**Текст для анализа:**
-------

Познавательная ценность философии кратко

Обновлено: 02.07.2024

Заключительная глава книги Бертрана Рассела "Проблемы философии" (1912 год), которая, наряду с "Историей западной философии" (1945), до сих пор считается в англосаксонских странах лучшим введением в философию.

Очень полезна для некоторых прозаиков с научными степенями по точным наукам вкупе с абсолютным непониманием сути философии, главная ценность которой заключается в том, что она освобождает человеческий разум из плена "предрассудков здравого смысла, привычных верований своего времени или своего народа, убеждений, возникших в его уме без критического их обдумывания", а также "устраняет самодовольный догматизм тех, кто никогда не устремлялся в область освобожденной мысли, и поддерживает в нас чувство удивления, когда знакомые вещи предстают в неожиданном ракурсе".


"Заканчивая наш краткий и весьма неполный обзор проблем философии, имеет смысл рассмотреть в заключение, в чем состоит ценность философии и почему ее следует изучать. На этом вопросе обязательно надо остановиться, поскольку многие люди, под влиянием науки или практических соображений, склонны полагать, что философия является не чем иным, как безвредной, но бесполезной тратой времени на размышление о сверхтонких различиях и противоречиях там, где знание невозможно.

Это взгляд на философию является результатом частично неверной концепции целей жизни, а частично неверной концепции блага, которого стремится достичь философия. Физическая наука через посредство изобретений полезна множеству людей, которые совершенно не знают физики. Поэтому изучение физики может быть рекомендовано не только из-за оказываемого ею воздействия на того, кто ее изучает, и даже главным образом не из-за этого, но скорее из-за ее воздействия на человечество в целом. Таким образом, полезность не свойственна философии. Если изучение философии вообще имеет хоть какую-то ценность, она должна быть непрямой, воздействуя на жизнь людей, изучающих философию. Стало быть, ценность философии следует искать именно на этом пути.

Однако далее, чтобы избежать неудачи в нашей попытке определить ценность философии, мы должны освободиться от предрассудков, которые ошибочно называются предрассудками "людей практики". Термин "человек практики" часто используется для обозначения человека, который осознает только материальные потребности, понимает, что люди должны иметь пищу материальную, но не обращает внимания на пищу духовную. Если бы даже все люди жили хорошо, если бы нищета и болезни были сведены до минимума, еще много бы оставалось такого, что нужно было бы сделать для достижения по-настоящему ценного общества. Но даже и в нынешнем мире духовные блага столь же важны, как и блага материальные. Ценность философии следует искать исключительно среди духовных благ, и только того, кто не безразличен к этим благам, можно убедить в том, что изучение философии не является пустой тратой времени.

-------

**Приведённые данные:**
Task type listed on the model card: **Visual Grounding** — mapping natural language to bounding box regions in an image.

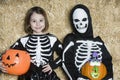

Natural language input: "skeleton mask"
[73,8,88,33]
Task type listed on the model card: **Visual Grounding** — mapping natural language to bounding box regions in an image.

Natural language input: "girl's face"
[30,12,45,34]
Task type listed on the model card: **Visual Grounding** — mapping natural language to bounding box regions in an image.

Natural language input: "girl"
[0,6,62,80]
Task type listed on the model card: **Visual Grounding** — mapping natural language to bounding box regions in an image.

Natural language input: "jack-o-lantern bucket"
[81,62,107,80]
[2,49,30,75]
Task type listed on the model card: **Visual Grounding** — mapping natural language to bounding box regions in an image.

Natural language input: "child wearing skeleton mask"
[62,4,113,80]
[1,6,62,80]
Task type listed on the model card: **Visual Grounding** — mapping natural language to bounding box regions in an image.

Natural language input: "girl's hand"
[0,61,7,73]
[42,64,52,74]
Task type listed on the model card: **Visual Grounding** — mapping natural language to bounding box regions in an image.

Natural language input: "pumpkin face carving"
[2,49,30,75]
[81,62,107,80]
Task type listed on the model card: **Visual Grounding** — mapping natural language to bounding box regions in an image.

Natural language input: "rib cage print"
[26,35,52,67]
[75,40,102,71]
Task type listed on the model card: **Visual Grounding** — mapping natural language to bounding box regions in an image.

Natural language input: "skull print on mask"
[73,8,88,33]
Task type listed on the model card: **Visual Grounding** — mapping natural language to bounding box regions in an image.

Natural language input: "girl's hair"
[24,6,49,34]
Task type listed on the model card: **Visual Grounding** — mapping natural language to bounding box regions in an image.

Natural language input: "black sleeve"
[10,39,25,50]
[99,37,113,80]
[62,34,88,80]
[49,39,63,69]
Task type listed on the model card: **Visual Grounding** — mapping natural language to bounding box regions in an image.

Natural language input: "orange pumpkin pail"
[81,62,107,80]
[2,49,30,75]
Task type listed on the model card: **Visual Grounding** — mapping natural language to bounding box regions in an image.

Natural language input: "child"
[62,4,113,80]
[1,6,62,80]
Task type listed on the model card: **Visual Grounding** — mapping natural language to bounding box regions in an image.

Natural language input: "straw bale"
[0,0,120,80]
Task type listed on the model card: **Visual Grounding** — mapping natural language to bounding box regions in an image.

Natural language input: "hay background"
[0,0,120,80]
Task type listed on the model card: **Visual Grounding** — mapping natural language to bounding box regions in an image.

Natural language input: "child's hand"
[0,61,7,73]
[42,64,52,74]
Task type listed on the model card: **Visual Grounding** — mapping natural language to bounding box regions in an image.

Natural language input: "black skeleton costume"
[11,33,62,80]
[62,4,113,80]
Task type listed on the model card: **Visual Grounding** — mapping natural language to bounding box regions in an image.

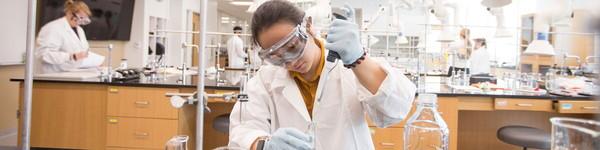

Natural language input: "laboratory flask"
[550,117,600,150]
[165,135,189,150]
[404,94,449,150]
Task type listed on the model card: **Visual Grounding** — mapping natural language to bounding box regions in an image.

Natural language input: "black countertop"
[10,71,595,100]
[417,77,596,100]
[10,71,240,90]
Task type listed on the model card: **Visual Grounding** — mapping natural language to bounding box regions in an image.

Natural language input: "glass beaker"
[165,135,189,150]
[550,117,600,150]
[404,93,450,150]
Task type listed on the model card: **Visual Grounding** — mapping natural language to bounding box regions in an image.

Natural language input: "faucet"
[181,42,203,83]
[90,44,114,82]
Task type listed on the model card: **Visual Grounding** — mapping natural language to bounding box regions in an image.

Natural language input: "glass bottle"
[404,94,450,150]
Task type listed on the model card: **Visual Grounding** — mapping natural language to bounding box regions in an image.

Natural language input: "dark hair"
[233,26,242,31]
[251,0,304,46]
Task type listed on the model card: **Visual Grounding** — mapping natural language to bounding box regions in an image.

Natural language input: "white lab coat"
[229,51,416,150]
[448,39,468,68]
[248,47,263,69]
[469,47,490,74]
[226,35,248,85]
[35,17,89,73]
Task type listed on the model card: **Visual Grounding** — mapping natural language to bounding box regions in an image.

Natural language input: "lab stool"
[213,114,230,133]
[497,125,551,150]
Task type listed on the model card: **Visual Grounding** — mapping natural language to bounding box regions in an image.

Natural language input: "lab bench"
[11,78,600,150]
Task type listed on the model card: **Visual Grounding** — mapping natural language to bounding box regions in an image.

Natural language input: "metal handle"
[517,103,533,107]
[581,106,598,110]
[135,101,150,105]
[134,132,150,136]
[165,93,194,97]
[380,142,396,146]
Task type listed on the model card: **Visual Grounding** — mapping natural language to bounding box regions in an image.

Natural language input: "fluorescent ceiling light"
[523,33,556,56]
[481,0,512,8]
[523,40,556,56]
[229,1,253,6]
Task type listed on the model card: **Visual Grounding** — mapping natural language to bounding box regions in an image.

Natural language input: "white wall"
[166,0,218,66]
[0,1,28,65]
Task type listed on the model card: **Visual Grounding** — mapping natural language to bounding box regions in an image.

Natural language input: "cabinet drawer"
[371,127,404,150]
[107,87,177,119]
[106,117,177,149]
[557,101,600,114]
[494,98,552,111]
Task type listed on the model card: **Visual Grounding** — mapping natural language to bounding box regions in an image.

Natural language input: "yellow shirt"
[290,40,325,117]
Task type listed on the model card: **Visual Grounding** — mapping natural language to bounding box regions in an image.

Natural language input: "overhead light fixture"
[229,1,253,6]
[394,32,408,45]
[523,32,556,56]
[487,7,512,38]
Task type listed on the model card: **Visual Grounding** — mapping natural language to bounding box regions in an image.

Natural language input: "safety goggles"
[258,25,308,66]
[73,13,92,26]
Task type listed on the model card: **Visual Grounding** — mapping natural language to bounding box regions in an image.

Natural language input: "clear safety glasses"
[258,25,308,66]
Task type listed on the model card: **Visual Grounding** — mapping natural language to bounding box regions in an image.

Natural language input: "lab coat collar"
[271,50,340,122]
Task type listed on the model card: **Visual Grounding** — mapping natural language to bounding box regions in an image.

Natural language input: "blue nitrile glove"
[325,4,364,65]
[264,128,313,150]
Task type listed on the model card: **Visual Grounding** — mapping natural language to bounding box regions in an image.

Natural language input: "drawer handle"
[581,106,598,110]
[517,104,533,107]
[135,101,150,105]
[381,142,396,146]
[134,132,150,137]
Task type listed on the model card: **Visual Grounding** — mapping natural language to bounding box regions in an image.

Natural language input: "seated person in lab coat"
[226,26,248,85]
[35,0,100,73]
[448,28,471,76]
[229,0,416,150]
[469,38,490,75]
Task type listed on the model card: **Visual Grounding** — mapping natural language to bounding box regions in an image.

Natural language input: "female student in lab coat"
[35,0,96,73]
[469,38,490,75]
[229,0,416,150]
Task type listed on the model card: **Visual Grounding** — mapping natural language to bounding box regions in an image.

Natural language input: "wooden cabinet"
[371,127,404,150]
[106,117,177,149]
[105,86,179,149]
[556,100,600,114]
[18,83,106,149]
[107,86,178,119]
[494,98,553,112]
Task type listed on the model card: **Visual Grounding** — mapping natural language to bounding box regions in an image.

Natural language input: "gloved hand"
[325,4,364,65]
[264,128,313,150]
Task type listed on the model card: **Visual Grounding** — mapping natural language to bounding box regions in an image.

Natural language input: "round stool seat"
[497,125,551,149]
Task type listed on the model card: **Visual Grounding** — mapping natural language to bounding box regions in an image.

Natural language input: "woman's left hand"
[325,4,364,65]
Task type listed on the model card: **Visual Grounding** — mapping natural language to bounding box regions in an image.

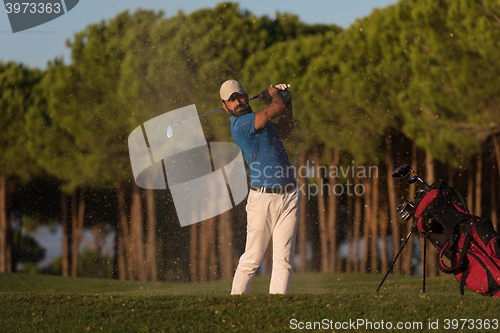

-------

**Список заданий:**
**a.** Определите, согласуются ли с текстом о ценности философии следующие утверждения, и для каждого ответьте «да» или «нет», приведя точную цитату из текста, которая это решает: (i) книга «Проблемы философии» вышла в 1912 году; (ii) изучение физики рекомендуется главным образом из-за ее воздействия на того, кто ее изучает; (iii) в нынешнем мире духовные блага менее важны, чем материальные.
**b.** Продолжите текст о ценности философии, начав сразу после его последнего предложения.

**Ответы по заданиям:**
**a.**
(i) Да: «"Проблемы философии" (1912 год)».
(ii) Нет: «и даже главным образом не из-за этого, но скорее из-за ее воздействия на человечество в целом».
(iii) Нет: «Но даже и в нынешнем мире духовные блага столь же важны, как и блага материальные».

**b.**
Философия, подобно другим наукам, имеет целью получение знания. Знание, с которым имеет дело философия, это знание, которое придает единство и системность всему зданию науки, знание, возникающее в результате критического рассмотрения оснований наших убеждений, предрассудков и вер. Но нельзя утверждать, что философия сильно преуспела в попытках дать определенные ответы на такие вопросы. Если вы спросите математика, историка, зоолога и вообще любого исследователя, какого рода круг истин достигается его наукой, его ответ займет столько времени, сколько вы захотите его слушать. Но если вы зададите такой же вопрос философу, он, если будет искренним, должен признаться, что в своих исследованиях не достигает позитивных результатов, как это происходит в других науках. При этом надо учитывать, что, как только в отношении какого-либо предмета становится возможным знание, этот предмет перестает называться философией и становится отдельной наукой. Исследование небесных тел, которое сейчас принадлежит астрономии, когда-то было частью философии; величайшая работа Ньютона называлась "Математические начала натуральной философии". Аналогично исследование человеческого ума, которое было частью философии, сейчас отделилось от нее и стало наукой психологией. Таким образом, в значительной степени неопределенность философии больше кажущаяся, чем реальная: те вопросы, на которые уже можно дать ответ, относятся к наукам, а те, на которые в настоящий момент времени такого ответа нет, принадлежат остатку, называемому философией.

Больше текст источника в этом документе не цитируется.